→ Your task
Extract every line of the material that contains the word "pavement".

Stored dataset items
_ _ _

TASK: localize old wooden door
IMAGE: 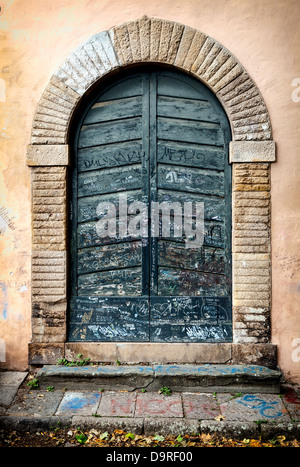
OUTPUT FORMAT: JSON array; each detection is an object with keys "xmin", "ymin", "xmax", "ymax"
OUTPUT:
[{"xmin": 69, "ymin": 70, "xmax": 232, "ymax": 342}]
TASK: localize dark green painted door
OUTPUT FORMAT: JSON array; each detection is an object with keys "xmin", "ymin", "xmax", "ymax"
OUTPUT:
[{"xmin": 69, "ymin": 67, "xmax": 232, "ymax": 342}]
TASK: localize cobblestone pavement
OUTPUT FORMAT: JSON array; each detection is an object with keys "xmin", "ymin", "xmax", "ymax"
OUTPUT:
[{"xmin": 0, "ymin": 371, "xmax": 300, "ymax": 439}]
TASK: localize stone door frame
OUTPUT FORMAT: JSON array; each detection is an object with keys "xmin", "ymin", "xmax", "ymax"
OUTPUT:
[{"xmin": 27, "ymin": 16, "xmax": 276, "ymax": 367}]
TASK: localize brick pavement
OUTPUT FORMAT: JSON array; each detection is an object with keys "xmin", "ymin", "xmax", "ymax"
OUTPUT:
[{"xmin": 0, "ymin": 372, "xmax": 300, "ymax": 439}]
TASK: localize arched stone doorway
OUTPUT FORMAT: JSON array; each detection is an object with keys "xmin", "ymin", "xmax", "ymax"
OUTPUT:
[{"xmin": 27, "ymin": 17, "xmax": 275, "ymax": 366}]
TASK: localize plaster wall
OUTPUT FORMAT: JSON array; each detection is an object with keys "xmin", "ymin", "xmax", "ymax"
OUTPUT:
[{"xmin": 0, "ymin": 0, "xmax": 300, "ymax": 383}]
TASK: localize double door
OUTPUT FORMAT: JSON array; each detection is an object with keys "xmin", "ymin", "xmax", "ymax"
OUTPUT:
[{"xmin": 69, "ymin": 66, "xmax": 232, "ymax": 342}]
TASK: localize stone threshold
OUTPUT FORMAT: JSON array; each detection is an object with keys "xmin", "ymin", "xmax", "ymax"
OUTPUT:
[
  {"xmin": 36, "ymin": 364, "xmax": 282, "ymax": 394},
  {"xmin": 29, "ymin": 342, "xmax": 277, "ymax": 369}
]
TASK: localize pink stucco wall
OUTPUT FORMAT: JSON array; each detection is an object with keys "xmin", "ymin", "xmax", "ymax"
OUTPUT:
[{"xmin": 0, "ymin": 0, "xmax": 300, "ymax": 383}]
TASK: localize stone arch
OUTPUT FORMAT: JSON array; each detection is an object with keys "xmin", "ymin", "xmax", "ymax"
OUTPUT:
[
  {"xmin": 31, "ymin": 16, "xmax": 271, "ymax": 144},
  {"xmin": 27, "ymin": 16, "xmax": 276, "ymax": 366}
]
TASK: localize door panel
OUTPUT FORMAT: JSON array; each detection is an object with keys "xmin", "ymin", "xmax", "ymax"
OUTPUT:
[{"xmin": 69, "ymin": 71, "xmax": 232, "ymax": 342}]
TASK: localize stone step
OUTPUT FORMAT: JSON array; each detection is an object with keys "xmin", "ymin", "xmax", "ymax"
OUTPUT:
[{"xmin": 36, "ymin": 364, "xmax": 281, "ymax": 394}]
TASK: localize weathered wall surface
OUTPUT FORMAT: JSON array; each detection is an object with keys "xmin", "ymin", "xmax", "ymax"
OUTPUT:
[{"xmin": 0, "ymin": 0, "xmax": 300, "ymax": 382}]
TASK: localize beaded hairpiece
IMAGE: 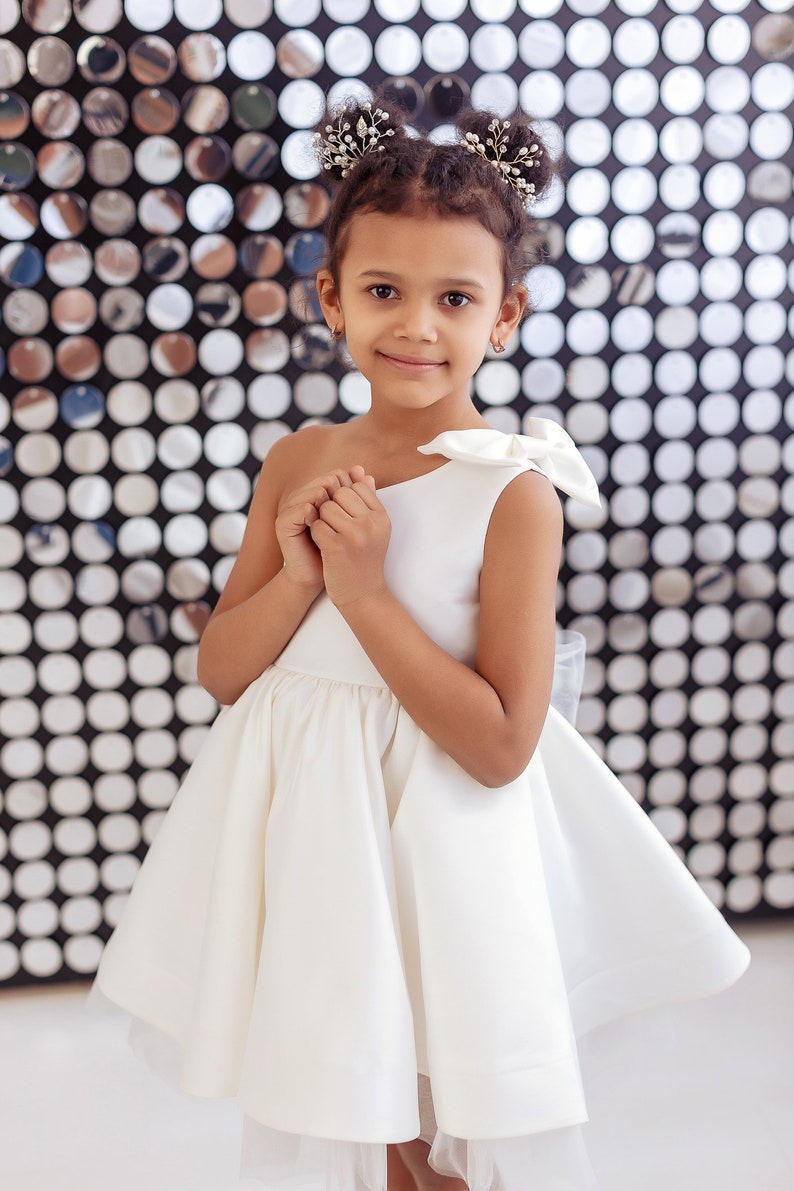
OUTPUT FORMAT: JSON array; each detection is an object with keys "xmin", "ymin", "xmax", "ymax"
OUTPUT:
[
  {"xmin": 314, "ymin": 104, "xmax": 543, "ymax": 204},
  {"xmin": 314, "ymin": 104, "xmax": 394, "ymax": 177},
  {"xmin": 458, "ymin": 120, "xmax": 543, "ymax": 204}
]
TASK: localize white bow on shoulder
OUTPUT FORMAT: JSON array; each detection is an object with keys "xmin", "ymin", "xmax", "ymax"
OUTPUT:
[{"xmin": 418, "ymin": 418, "xmax": 601, "ymax": 509}]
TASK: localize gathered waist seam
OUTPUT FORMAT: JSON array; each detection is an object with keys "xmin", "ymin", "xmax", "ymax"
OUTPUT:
[{"xmin": 270, "ymin": 661, "xmax": 389, "ymax": 691}]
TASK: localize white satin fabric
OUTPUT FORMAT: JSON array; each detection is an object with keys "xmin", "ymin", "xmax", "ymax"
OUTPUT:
[{"xmin": 88, "ymin": 419, "xmax": 748, "ymax": 1191}]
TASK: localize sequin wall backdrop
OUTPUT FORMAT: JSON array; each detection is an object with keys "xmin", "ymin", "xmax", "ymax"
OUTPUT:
[{"xmin": 0, "ymin": 0, "xmax": 794, "ymax": 984}]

_ _ _

→ Solution to this exercise
TASK: localize cobblestone pavement
TASK: localize brick pavement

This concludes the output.